**What is required:**
Retype the lines below word for word, from the line containing "query: the noun phrase to segment: grass" to the line containing "[[[25,101],[0,100],[0,113],[32,110],[29,103]]]", including both of those lines.

***** Records to process *****

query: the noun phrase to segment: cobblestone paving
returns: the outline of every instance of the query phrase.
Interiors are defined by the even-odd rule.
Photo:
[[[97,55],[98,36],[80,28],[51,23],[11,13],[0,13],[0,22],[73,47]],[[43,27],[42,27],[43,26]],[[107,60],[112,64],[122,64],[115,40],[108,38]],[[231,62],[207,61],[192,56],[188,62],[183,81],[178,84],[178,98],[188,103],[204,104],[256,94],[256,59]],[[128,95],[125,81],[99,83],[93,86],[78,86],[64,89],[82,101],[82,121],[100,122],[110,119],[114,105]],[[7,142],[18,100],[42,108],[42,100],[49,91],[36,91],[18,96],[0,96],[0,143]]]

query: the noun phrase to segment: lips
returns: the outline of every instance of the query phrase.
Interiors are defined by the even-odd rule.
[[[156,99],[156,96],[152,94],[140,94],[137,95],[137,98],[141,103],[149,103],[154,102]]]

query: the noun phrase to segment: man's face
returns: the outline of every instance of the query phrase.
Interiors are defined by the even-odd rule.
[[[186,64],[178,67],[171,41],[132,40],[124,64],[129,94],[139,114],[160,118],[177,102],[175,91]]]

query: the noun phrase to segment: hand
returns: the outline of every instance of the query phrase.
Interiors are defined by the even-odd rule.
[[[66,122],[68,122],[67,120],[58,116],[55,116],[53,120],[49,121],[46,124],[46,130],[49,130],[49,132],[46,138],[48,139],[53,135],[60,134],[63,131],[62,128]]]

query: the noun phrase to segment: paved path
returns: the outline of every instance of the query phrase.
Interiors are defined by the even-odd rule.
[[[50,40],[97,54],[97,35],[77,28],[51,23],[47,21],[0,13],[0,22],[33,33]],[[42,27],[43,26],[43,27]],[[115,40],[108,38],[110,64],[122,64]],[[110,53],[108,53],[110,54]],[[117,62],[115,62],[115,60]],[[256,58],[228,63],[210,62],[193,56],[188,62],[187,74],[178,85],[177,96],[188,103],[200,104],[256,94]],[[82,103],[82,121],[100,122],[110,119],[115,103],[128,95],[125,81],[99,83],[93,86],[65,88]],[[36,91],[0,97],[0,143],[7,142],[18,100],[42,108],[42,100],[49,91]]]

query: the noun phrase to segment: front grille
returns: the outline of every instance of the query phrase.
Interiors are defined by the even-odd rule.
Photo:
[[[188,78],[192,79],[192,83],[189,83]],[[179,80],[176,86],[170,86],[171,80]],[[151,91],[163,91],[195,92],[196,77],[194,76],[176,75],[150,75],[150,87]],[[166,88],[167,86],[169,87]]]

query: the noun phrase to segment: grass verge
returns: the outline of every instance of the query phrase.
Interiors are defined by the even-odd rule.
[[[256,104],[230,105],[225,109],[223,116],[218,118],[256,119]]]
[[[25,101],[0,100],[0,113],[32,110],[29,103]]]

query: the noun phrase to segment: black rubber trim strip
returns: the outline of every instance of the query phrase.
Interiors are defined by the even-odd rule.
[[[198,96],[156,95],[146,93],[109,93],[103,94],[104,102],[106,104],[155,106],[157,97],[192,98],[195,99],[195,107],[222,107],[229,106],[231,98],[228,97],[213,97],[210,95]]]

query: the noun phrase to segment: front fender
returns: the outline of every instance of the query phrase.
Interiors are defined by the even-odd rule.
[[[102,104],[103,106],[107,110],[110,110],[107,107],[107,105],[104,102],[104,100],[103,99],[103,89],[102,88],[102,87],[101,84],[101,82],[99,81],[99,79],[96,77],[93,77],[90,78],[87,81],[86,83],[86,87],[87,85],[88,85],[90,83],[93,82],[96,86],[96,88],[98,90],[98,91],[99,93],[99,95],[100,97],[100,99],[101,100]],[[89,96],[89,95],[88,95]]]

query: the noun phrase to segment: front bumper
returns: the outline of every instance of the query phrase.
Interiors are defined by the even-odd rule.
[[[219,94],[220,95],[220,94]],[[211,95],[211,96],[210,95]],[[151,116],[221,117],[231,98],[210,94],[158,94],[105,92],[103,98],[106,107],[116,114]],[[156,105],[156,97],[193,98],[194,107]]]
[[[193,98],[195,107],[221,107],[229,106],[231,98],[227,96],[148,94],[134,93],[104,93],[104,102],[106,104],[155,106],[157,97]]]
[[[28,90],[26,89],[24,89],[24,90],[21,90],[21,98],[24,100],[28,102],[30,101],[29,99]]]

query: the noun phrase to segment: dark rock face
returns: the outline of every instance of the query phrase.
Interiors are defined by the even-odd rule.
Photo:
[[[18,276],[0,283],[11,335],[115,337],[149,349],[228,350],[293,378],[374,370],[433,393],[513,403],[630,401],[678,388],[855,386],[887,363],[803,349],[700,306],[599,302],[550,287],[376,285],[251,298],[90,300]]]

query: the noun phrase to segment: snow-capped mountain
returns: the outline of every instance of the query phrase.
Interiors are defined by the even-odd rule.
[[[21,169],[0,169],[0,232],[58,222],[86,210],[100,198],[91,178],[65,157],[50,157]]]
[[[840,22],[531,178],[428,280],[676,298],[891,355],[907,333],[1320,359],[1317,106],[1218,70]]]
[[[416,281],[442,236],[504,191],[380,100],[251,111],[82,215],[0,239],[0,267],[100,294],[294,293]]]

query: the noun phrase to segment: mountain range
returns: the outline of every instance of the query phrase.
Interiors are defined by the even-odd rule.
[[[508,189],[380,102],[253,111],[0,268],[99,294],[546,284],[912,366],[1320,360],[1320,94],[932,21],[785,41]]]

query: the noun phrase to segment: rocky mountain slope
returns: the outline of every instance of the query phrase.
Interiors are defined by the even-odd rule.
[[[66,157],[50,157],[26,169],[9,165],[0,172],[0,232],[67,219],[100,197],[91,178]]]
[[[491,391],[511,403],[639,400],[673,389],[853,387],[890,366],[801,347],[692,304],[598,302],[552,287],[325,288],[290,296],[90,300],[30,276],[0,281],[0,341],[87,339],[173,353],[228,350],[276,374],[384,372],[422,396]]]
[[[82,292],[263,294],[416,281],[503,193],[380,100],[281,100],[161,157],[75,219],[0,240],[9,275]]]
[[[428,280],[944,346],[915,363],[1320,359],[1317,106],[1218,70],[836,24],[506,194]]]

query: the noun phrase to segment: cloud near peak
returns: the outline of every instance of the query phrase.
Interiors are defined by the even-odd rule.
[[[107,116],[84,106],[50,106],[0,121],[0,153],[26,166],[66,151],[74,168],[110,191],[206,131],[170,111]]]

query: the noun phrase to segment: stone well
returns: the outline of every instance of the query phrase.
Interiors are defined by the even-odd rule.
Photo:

*****
***** Records to process *****

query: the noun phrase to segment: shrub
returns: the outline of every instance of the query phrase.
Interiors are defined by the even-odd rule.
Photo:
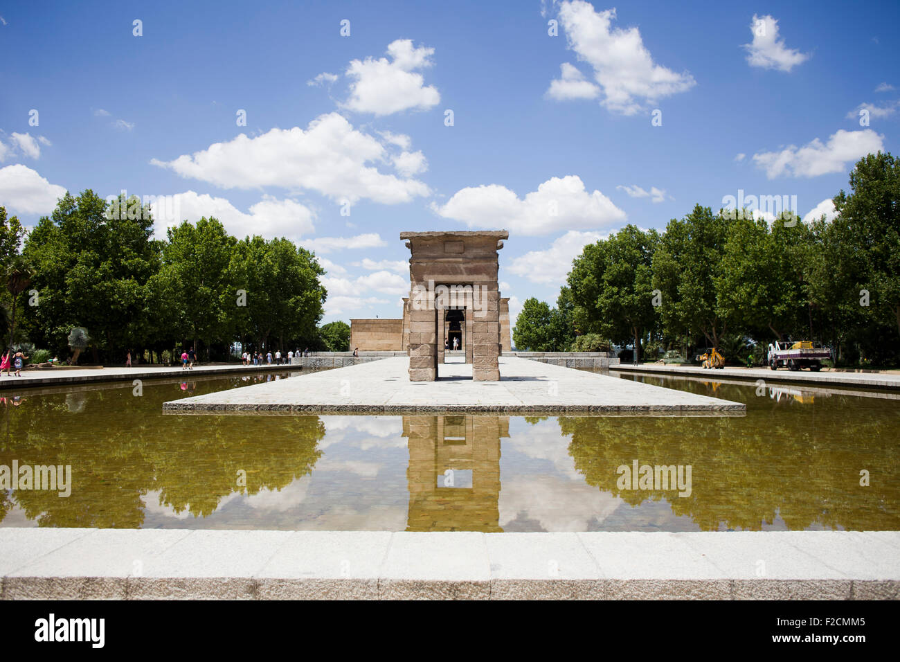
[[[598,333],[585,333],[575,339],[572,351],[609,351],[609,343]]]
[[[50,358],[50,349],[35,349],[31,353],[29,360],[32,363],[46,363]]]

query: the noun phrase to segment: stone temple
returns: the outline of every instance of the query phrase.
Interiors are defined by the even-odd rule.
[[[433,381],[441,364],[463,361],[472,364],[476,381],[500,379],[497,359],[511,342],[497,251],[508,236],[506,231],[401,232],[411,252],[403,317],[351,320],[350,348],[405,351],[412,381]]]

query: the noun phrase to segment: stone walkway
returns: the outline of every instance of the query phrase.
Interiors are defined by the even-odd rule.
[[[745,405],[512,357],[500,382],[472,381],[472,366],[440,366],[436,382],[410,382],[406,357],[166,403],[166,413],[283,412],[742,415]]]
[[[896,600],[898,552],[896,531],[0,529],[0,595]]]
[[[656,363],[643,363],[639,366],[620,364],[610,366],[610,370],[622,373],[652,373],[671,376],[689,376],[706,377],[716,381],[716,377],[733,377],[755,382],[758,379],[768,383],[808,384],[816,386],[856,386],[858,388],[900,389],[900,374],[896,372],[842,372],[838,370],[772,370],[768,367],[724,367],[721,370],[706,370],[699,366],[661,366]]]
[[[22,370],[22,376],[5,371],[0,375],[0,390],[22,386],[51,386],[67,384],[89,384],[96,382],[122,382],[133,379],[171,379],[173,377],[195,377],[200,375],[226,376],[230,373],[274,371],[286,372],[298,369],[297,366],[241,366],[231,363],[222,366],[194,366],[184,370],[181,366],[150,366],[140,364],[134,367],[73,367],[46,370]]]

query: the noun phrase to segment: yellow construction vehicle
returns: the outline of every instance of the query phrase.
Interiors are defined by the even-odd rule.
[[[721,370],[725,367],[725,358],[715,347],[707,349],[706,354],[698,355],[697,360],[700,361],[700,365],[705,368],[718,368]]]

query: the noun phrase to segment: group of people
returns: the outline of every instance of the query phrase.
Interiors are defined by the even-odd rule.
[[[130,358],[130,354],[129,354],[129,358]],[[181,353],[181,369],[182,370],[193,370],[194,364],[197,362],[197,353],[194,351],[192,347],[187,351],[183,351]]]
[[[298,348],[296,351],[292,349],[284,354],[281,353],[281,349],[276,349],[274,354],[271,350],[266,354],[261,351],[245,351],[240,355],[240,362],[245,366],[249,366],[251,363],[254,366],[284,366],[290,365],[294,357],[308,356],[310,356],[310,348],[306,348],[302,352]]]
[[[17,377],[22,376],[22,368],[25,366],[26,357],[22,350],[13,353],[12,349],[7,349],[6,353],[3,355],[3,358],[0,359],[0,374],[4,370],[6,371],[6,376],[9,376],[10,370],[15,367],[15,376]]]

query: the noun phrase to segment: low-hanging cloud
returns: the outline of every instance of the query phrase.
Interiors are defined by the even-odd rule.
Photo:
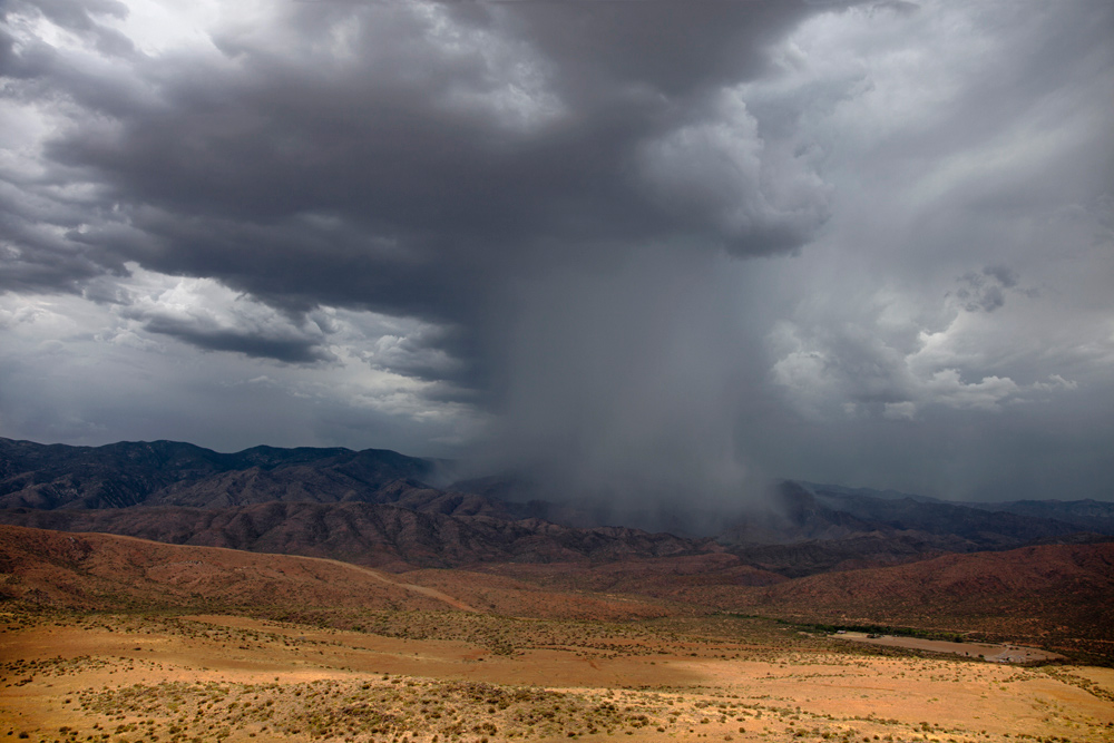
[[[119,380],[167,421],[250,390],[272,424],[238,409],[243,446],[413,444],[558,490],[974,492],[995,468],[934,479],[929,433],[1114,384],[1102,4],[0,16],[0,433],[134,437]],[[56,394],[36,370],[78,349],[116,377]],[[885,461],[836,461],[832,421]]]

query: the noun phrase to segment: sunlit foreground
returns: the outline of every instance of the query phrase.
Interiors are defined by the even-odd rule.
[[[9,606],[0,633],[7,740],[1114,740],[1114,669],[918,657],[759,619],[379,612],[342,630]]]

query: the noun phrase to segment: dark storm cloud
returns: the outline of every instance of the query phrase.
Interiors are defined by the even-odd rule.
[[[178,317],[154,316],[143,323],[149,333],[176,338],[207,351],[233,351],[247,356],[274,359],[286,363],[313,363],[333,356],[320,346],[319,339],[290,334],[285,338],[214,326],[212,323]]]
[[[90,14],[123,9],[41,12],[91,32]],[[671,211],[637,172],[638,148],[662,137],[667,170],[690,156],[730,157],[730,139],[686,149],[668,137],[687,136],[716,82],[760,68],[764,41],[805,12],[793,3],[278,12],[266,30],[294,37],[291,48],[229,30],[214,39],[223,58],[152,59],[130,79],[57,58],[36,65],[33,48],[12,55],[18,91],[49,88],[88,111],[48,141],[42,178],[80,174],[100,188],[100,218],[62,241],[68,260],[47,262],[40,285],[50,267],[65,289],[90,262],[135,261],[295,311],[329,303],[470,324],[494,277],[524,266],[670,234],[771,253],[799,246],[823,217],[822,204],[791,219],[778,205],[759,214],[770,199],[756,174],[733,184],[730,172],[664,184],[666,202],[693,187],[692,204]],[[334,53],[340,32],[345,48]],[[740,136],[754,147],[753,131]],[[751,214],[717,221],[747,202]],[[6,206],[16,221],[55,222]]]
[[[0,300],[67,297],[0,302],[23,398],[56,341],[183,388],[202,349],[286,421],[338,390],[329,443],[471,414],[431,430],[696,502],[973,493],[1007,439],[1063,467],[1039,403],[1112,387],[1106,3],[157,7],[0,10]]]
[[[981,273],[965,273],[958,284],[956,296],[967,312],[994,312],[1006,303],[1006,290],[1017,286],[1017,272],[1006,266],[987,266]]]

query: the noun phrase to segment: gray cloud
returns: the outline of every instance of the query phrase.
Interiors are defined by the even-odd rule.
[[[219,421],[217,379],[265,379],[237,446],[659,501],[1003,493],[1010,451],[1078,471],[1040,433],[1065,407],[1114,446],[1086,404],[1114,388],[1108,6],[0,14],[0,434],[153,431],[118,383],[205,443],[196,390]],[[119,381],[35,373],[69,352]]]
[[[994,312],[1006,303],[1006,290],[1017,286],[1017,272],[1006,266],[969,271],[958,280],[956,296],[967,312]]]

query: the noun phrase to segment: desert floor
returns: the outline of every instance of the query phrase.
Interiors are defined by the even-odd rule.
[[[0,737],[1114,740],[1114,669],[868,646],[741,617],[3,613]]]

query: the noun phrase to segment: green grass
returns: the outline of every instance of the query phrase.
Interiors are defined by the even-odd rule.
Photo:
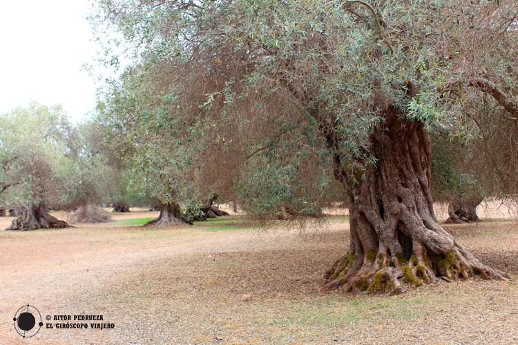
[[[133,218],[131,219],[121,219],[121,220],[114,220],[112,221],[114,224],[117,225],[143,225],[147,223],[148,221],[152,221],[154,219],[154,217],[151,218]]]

*****

**Exercise solution:**
query: the noun phrase to segment: grass verge
returns: the outline of every instance of the query phrase.
Interiors are defined by the even-odd rule.
[[[256,104],[230,105],[225,109],[223,116],[218,118],[256,119]]]
[[[25,101],[0,100],[0,113],[32,110],[29,103]]]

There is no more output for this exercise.